Seeing through nonsense

Historically, African social movements have had a mass character. They were struggles engaged with the masses and concerned with structural conditions. The present effort is to present farce as movement that is concerned with hypermediated symbolism (ex., hashtags), hyperindividualism, and more recently micro-nationalism.
 
If we have ever wondered what movement would look like under the aegis of neoliberalism, then we have been graced by its presence throughout this decade. It is a masquerade, dense with ideologically-weighted jargon, yet devoid of the potency or potential of past struggles.
 
In a day best exemplified by personal branding, bathroom selfies, ubiquitous marketing via incessant data-mining, and an anti-intellectualism that masks itself as vehement conviction for all manner of lately contrived causes, propaganda is the very fabric of this epistemic reality.
 
It is therefore ironic, that we are counseled to “stay woke” in a time where the communal infrastructure that sustained critical ways of seeing the world has become increasingly fragmented. Thus, our “wokeness”, our vaunted critical consciousness, is fed by an unending stream of conspiracy-laden commentators or other content (that is mere nanometers in depth) from the most well-known (though not necessarily credible) social media personalities.

> [GIVEN RECORDS]:
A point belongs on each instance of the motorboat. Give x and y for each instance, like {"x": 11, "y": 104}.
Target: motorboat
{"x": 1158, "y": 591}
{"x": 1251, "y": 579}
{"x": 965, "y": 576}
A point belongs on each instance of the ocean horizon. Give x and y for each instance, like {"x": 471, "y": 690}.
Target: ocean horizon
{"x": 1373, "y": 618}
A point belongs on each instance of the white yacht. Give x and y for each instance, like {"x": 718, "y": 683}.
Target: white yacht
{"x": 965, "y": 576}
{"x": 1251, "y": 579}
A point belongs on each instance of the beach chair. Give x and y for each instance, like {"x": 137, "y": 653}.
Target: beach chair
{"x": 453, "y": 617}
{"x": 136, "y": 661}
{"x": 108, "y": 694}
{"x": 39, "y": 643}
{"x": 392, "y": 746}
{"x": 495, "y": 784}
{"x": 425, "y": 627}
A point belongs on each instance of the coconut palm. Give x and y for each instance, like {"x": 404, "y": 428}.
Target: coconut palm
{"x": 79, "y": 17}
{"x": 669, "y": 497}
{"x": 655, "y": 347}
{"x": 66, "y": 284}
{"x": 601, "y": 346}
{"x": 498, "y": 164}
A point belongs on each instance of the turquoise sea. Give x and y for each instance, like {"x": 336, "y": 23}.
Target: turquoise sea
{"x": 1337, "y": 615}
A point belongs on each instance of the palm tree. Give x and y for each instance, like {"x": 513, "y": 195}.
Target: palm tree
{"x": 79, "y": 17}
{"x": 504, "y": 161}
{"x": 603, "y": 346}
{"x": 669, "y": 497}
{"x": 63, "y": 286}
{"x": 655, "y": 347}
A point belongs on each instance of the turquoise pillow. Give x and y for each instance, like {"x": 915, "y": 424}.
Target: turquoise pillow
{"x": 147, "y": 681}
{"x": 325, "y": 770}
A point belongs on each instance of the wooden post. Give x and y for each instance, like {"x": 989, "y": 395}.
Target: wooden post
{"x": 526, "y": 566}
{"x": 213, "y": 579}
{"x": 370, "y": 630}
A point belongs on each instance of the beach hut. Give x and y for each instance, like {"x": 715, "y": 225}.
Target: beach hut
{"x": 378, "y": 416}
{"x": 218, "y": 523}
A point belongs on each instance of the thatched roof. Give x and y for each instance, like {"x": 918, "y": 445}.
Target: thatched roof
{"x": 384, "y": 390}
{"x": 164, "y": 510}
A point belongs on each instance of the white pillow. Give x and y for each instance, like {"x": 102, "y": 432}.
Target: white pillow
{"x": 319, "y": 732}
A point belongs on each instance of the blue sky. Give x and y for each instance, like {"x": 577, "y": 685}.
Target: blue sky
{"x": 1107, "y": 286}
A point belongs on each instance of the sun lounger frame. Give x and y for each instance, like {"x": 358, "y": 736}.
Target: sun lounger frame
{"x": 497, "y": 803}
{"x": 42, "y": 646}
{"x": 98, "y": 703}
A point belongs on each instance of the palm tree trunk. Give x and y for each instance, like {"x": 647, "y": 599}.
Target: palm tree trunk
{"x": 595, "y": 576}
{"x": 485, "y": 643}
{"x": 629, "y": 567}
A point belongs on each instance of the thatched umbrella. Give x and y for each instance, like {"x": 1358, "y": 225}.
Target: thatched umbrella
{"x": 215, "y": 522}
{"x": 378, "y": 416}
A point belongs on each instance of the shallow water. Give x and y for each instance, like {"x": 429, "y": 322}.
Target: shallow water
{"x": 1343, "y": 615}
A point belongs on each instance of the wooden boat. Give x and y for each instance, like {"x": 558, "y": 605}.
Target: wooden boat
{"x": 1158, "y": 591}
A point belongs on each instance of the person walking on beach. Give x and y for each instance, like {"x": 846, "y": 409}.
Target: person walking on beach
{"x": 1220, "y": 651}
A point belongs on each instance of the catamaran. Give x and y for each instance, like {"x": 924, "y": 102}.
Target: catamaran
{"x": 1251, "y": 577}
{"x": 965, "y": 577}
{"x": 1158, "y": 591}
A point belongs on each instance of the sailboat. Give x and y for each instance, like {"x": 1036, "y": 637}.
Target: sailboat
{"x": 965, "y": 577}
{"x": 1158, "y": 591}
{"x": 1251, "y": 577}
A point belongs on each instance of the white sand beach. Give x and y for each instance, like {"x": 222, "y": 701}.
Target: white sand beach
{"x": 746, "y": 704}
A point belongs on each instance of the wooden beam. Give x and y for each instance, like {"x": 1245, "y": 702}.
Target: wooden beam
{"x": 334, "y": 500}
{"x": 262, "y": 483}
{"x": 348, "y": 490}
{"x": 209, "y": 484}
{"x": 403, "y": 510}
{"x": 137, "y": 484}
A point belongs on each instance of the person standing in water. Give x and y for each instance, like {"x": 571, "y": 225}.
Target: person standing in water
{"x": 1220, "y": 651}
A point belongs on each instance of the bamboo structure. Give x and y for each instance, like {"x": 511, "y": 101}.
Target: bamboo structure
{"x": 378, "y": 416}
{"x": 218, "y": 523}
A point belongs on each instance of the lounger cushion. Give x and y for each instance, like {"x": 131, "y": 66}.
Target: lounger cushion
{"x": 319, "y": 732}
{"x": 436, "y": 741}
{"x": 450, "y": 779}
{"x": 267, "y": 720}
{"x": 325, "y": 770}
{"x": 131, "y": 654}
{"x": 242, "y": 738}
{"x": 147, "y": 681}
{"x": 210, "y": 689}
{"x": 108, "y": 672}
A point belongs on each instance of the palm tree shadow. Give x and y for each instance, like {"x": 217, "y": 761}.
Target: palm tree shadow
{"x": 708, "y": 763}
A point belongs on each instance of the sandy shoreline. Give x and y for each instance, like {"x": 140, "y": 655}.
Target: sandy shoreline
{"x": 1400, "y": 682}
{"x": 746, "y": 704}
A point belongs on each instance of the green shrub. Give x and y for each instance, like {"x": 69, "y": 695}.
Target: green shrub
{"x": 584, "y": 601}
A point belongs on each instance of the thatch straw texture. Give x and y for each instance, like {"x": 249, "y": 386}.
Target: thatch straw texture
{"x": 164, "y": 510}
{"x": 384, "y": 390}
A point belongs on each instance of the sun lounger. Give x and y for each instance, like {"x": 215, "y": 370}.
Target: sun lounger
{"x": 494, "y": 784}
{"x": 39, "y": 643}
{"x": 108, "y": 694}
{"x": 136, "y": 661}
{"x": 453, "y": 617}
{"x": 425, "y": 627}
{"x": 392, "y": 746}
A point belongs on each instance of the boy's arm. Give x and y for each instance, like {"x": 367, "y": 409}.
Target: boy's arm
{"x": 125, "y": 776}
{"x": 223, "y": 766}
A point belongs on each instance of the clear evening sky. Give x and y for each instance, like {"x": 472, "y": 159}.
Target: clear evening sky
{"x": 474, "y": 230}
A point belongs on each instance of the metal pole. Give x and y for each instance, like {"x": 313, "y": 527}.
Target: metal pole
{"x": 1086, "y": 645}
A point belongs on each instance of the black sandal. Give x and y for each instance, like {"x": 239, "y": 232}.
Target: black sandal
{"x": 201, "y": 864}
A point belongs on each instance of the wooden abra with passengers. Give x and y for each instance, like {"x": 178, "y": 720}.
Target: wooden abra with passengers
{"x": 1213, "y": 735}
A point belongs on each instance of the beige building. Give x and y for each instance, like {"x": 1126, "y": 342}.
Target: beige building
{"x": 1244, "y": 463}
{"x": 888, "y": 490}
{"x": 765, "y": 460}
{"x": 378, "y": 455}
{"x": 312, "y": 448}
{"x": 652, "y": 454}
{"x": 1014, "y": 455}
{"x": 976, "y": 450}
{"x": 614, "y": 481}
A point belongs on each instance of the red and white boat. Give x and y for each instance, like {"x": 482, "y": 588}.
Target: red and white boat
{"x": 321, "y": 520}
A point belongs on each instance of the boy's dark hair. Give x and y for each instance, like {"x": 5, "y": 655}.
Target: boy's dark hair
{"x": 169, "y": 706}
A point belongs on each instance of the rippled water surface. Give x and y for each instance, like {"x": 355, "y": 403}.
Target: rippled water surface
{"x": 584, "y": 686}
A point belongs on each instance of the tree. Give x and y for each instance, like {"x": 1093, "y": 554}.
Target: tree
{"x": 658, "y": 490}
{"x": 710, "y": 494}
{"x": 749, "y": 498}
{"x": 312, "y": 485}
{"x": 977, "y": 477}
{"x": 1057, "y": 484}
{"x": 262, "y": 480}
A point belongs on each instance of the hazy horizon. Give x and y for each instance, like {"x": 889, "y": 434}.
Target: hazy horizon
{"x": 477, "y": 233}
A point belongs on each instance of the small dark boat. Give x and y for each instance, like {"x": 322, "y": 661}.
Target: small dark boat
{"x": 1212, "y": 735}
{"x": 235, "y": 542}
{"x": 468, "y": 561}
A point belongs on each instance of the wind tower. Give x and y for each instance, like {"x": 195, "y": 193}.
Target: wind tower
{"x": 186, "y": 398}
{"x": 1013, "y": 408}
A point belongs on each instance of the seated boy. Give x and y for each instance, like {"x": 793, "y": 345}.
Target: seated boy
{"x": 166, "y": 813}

> [TASK LIST]:
(1) In the text "Seeing through nonsense," what character have African social movements historically had?
(2) Copy, word for word, the part of the "Seeing through nonsense" text that begins at the words "Historically, African social" and stops after "more recently micro-nationalism.".

> [SOLUTIONS BELOW]:
(1) A mass character.

(2)
Historically, African social movements have had a mass character. They were struggles engaged with the masses and concerned with structural conditions. The present effort is to present farce as movement that is concerned with hypermediated symbolism (ex., hashtags), hyperindividualism, and more recently micro-nationalism.